TEXT:
-*-*-

I received this wonderful book on my birthday. I have been reading it slowly but surely because I didn’t want to burn through it, since it seemed very special.
I remember talking with one of my transplant friends about it & feeling such a strong affinity to send it to her for her first anniversary of her new lungs. I did just that. There was something of significance that told me to send it as an old-fashioned book & not an e-book.
She & I texted excitedly about it after it came.
This is my warning to her if she hasn’t read it yet. This is also a warning to my bestie. I know you want to read this, so here’s your cue to not read further so I do not spoil it for you.
It will be worth the wait for both of you to come back & read this after the fact because it’s worth it.
That also goes for anyone else. You’ve been warned. SPOILERS AHEAD.
I do try not to divulge too many.
The concept is interesting.
The book is told as through the eyes of a teenager in the last few days of her life but she doesn’t know it at first.
Her parents decide to donate her organs based on one of the events early in the book. ( I am not going to give that away because it is significant to both the beginning & end of the book.)
At first, Jessica (the teenager who died) resents being donated. She is angry not only that she died the night of one of the most significant parties she’s ever been invited to, but that she’s being “divvy’d up.”
(FIRST SPOILER: RUN NOW WHILE YOU STILL CAN!!)
Then she gets to know her recipients but not in the way one might think. After all she’s dead, but it’s a different take on cell memory than what people might think. She is connected through the organs but instead of recipients taking on her traits, it’s their traits she connects with.
Three teens in her area get some of her organs & tissues, they are of all different backgrounds & family dynamics. There is one teen (that eventually becomes friends with the other 3) that lives farther away that gets her kidney. Interestingly enough, he’s the one who starts the search to learn about her, but seems to come up the most empty until later.
(Second Spoiler: Proceed at own risk) Eventually all of their worlds collide in a crisis, (which I won’t give away in more detail because that’s also the heart of the book), but it’s very telling.
The recipients are all around similar ages with important milestones (to them), so that makes some of this even more heart-wrenching at points, yet relatable.

-*-*-

SUPPLIED RECORDS:
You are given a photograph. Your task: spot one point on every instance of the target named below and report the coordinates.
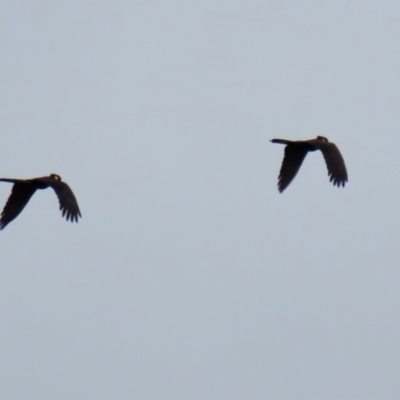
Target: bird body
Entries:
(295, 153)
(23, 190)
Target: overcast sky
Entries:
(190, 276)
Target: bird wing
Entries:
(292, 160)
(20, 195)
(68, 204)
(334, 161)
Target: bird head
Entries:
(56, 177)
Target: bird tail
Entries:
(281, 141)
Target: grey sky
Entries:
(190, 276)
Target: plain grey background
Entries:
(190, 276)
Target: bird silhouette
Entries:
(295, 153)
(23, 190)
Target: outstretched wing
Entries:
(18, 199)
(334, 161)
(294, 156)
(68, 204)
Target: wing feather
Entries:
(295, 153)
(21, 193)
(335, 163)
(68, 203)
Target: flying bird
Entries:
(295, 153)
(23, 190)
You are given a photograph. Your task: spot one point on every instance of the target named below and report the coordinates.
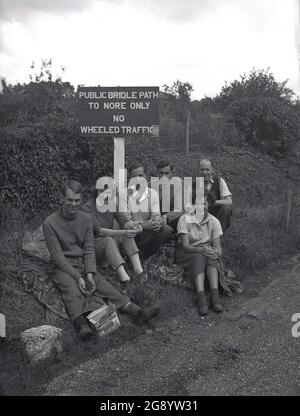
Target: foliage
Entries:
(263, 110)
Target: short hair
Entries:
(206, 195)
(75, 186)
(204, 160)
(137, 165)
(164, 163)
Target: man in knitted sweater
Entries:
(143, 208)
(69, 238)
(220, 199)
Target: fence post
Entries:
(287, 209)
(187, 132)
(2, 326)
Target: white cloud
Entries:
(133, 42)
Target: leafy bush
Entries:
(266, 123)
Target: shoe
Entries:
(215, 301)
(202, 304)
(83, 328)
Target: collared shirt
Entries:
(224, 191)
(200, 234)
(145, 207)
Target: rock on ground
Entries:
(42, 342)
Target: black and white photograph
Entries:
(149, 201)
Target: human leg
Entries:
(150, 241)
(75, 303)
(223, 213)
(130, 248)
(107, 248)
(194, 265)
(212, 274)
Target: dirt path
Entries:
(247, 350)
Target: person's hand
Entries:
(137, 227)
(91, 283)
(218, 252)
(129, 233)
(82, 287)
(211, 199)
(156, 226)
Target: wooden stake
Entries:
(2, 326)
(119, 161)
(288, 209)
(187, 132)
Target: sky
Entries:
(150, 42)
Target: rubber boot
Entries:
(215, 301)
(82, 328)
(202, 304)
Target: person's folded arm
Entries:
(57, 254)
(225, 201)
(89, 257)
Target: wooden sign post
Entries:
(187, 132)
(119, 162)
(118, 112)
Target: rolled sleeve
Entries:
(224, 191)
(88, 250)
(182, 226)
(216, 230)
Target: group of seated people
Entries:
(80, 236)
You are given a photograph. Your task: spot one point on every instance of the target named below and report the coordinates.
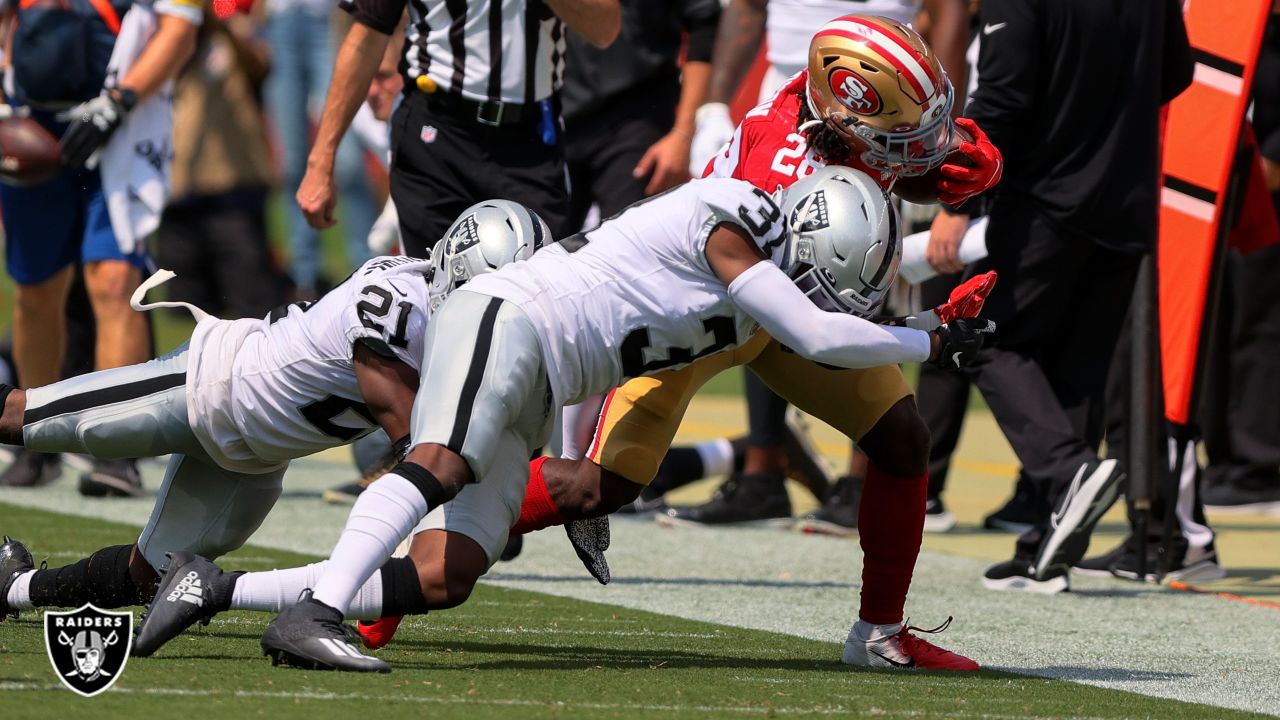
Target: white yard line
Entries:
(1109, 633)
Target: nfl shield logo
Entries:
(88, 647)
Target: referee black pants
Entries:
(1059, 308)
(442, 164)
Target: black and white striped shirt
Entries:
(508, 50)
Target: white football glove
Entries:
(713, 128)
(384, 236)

-*-*-

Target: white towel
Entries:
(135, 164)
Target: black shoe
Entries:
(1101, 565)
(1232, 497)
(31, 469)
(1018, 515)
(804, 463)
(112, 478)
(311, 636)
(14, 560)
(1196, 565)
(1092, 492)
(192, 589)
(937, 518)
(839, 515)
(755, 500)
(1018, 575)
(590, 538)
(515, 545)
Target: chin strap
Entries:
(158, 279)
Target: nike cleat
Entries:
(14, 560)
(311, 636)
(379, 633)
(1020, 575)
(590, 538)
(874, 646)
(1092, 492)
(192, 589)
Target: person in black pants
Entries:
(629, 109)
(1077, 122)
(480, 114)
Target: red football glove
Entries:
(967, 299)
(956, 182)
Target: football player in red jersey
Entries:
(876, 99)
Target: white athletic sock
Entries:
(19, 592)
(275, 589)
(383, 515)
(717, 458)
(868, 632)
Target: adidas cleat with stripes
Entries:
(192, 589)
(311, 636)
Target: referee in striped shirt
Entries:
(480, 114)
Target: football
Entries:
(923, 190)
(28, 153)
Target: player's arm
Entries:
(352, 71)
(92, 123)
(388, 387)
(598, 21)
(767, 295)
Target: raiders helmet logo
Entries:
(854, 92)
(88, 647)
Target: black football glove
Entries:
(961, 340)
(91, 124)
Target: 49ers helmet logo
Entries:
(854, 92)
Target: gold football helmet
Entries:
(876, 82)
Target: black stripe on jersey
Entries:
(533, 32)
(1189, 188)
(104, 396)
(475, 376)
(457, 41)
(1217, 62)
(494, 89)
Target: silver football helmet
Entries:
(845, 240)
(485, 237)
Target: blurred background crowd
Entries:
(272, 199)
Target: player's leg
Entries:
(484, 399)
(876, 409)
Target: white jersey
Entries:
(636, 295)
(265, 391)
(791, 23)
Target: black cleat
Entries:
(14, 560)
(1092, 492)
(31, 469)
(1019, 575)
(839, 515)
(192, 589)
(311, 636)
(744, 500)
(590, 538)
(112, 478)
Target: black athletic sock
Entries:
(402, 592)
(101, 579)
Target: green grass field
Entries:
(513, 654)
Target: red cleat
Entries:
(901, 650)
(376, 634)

-*-*-

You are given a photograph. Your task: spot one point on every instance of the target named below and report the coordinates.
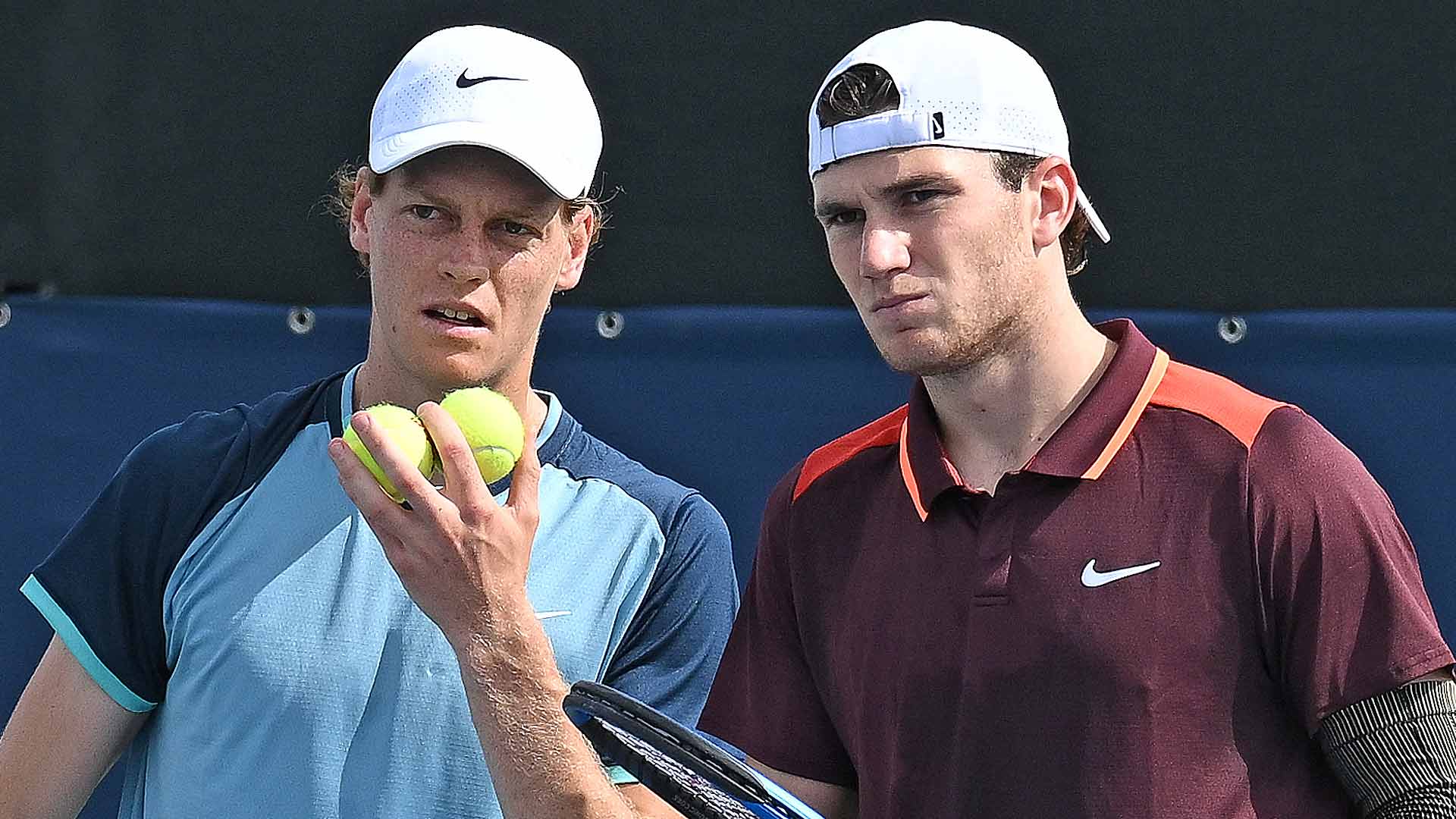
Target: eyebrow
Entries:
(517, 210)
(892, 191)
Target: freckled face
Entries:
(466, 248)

-*-*-

TASKS AND EXERCISES:
• 1. Set down the book review's passage between "The book is" and "YOU STILL CAN!!)", inclusive, word for word.
• 2. Quote each phrase in the book review that contains the word "spoiler" or "spoilers."
• 3. Write what comes next in the book review, picking up after its final sentence.

RESPONSES BY ITEM NUMBER:
• 1.
The book is told as through the eyes of a teenager in the last few days of her life but she doesn’t know it at first.
Her parents decide to donate her organs based on one of the events early in the book. ( I am not going to give that away because it is significant to both the beginning & end of the book.)
At first, Jessica (the teenager who died) resents being donated. She is angry not only that she died the night of one of the most significant parties she’s ever been invited to, but that she’s being “divvy’d up.”
(FIRST SPOILER: RUN NOW WHILE YOU STILL CAN!!)

• 2.
- SPOILERS AHEAD.
- (FIRST SPOILER: RUN NOW WHILE YOU STILL CAN!!)
- (Second Spoiler: Proceed at own risk)

• 3.
The ending isn’t a classic happy ending but one that somehow I believe brings peace to all of them (including Jessica, the donor) in their own way.
The author also includes a nice letter at the end about how she came to write the story. She also talks about what inspired it, & the research she undertook in crafting her work of fiction.
I think this is important because while she admits to accelerating some things for the sake of the story, there’s a ton of realism & reality in the story that adds valuable perspective in both donation & transplant aspects. I think that is important but necessary.
It’s too often a corner cut for the sake of embellishment or sensationalizing or making a fictitious story seem more “sexy”to play up or embellish certain realities. This book doesn’t do that. I think it makes for an even more compelling story.
She also includes information & links at the end about Cystic Fibrosis, transplants, & organ donation. She even shares her own thoughts on why she felt it was important to be a donor herself. She also shares how she did seek out others for real life accounts with what transplant is like, which I think is not only important but part of the overall quality of the writing that makes it so relatable.
It really is a unique story all the way around.
Even though it’s marketed to young adult readers, so much of these characters’ thoughts & feelings resonated with me deeply.
It even had me thinking back to earlier in my own rare disease journey (even before transplant entered the equation) for me about what my life with my own illnesses had been like. How it impacted me as far as “thinking ahead.”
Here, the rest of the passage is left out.